■ **Set exercise**
Revise all the rows below so that each occurrence of "one point per instance" reads "a single point for each instance", and leave everything else unchanged.

------------------------------------------------

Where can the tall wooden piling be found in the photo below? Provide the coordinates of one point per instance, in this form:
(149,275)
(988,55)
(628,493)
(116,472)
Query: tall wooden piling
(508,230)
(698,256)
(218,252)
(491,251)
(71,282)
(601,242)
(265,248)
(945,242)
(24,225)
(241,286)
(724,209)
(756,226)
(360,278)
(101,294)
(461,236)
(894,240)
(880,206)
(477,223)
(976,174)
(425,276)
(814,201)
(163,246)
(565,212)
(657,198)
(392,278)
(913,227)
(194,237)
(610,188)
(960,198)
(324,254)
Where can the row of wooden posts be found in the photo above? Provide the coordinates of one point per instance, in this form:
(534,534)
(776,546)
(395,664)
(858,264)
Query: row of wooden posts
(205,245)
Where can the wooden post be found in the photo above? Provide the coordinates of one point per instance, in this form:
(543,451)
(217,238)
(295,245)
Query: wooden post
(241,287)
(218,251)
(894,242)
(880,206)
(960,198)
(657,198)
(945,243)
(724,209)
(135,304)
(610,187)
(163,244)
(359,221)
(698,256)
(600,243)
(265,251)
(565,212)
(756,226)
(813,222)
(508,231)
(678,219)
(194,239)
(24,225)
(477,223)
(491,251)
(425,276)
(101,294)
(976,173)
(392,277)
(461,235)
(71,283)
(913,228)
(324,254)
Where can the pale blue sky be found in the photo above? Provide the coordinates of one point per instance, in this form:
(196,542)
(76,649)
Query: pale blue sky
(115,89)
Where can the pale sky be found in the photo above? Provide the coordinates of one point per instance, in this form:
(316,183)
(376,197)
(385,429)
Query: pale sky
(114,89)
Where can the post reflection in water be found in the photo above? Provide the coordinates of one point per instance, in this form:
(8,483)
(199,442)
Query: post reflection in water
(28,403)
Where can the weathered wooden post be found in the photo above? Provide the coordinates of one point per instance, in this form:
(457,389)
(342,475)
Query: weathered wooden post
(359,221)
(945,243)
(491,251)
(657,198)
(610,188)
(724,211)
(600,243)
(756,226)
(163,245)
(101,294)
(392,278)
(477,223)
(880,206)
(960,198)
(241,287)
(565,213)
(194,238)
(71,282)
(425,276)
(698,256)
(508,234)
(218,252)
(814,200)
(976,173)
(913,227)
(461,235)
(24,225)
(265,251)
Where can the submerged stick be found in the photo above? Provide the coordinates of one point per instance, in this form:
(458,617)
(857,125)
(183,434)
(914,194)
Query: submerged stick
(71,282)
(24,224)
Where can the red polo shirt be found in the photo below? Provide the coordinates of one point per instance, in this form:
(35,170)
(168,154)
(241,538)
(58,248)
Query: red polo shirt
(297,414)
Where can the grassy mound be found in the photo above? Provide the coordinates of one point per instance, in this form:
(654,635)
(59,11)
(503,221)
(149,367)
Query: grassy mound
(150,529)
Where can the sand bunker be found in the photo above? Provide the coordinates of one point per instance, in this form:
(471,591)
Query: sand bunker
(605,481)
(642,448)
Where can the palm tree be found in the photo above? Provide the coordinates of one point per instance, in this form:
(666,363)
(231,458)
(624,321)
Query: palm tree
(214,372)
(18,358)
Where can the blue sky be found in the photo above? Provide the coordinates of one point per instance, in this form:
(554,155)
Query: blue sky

------------------------------------------------

■ **Exercise solution**
Where can the tall wooden piling be found in the photo below? Provide the coordinates of a single point for each instance, in this form:
(149,275)
(988,55)
(628,493)
(116,472)
Query: tall wooden piling
(508,230)
(698,256)
(218,252)
(491,251)
(71,282)
(601,242)
(265,248)
(945,242)
(24,225)
(241,286)
(724,209)
(756,226)
(360,278)
(101,294)
(461,236)
(894,240)
(880,206)
(477,223)
(976,174)
(425,276)
(814,201)
(163,246)
(565,212)
(657,198)
(392,278)
(913,227)
(194,237)
(610,188)
(960,198)
(324,254)
Where can the row of wooden posts be found in the photo above? Provide the coordinates of a single point for each instance, in this form:
(534,534)
(776,546)
(395,664)
(858,264)
Query: row of wooden posts
(205,245)
Where can the wooden post be found in the photo above? Provide the coordinates of a single point for each instance, in this form:
(543,451)
(217,238)
(295,245)
Query: wooden post
(241,287)
(218,251)
(894,242)
(880,206)
(960,198)
(657,198)
(945,243)
(724,209)
(135,304)
(610,187)
(163,244)
(359,221)
(698,256)
(600,243)
(265,251)
(565,212)
(756,226)
(813,222)
(508,231)
(678,219)
(194,239)
(24,225)
(477,223)
(491,251)
(425,276)
(101,294)
(976,173)
(392,277)
(461,235)
(71,283)
(913,228)
(324,254)
Where can the pale blue sky be found in the photo above? Provide the coordinates of a single point for each instance, in this form:
(196,542)
(76,649)
Query: pale blue sky
(115,89)
Where can the pale sky be found in the photo above? Provide the coordinates of a single point for each instance, in this form:
(316,183)
(376,197)
(385,429)
Query: pale sky
(114,89)
Where can the post reflection in water be found in the photo above? Provide the coordinates of a single point for each instance, in this form:
(8,483)
(199,442)
Query: post reflection in water
(28,403)
Where can the weathered wooden post be found in the photo above? Provide the coordinates of a single point for each instance, in this form:
(457,389)
(342,475)
Query: weathered wooden post
(359,221)
(945,243)
(491,251)
(657,198)
(610,188)
(724,211)
(600,243)
(756,226)
(163,245)
(101,294)
(392,278)
(477,223)
(880,206)
(960,198)
(241,287)
(565,213)
(194,238)
(71,282)
(425,276)
(698,256)
(508,234)
(218,252)
(814,200)
(976,173)
(913,227)
(461,235)
(24,225)
(265,251)
Where can the submerged stick be found in the photo above? Provide the coordinates of a single point for each instance, in this form:
(458,617)
(857,125)
(183,434)
(914,194)
Query: submerged stick
(71,282)
(24,224)
Where can the red polo shirt be found in the photo below? Provide the coordinates of a single point for each instance, in this form:
(35,170)
(168,154)
(241,538)
(58,248)
Query: red polo shirt
(297,414)
Where can the grassy mound be found in the photo above? Provide the coordinates of a single point for each instance, in this form:
(654,635)
(59,11)
(503,221)
(149,367)
Query: grassy mound
(150,529)
Where can the sand bunker be found in the photo above? Provide the coordinates of a single point for each instance, in this form:
(471,591)
Query: sand bunker
(605,481)
(642,448)
Where can the palm tree be found in the photo above? Provide the coordinates of a single point for each instance, in this form:
(666,363)
(231,458)
(624,321)
Query: palm tree
(214,372)
(18,358)
Where can the blue sky be found in the photo above? Provide the coordinates of a single point for each instance, in this form:
(554,155)
Query: blue sky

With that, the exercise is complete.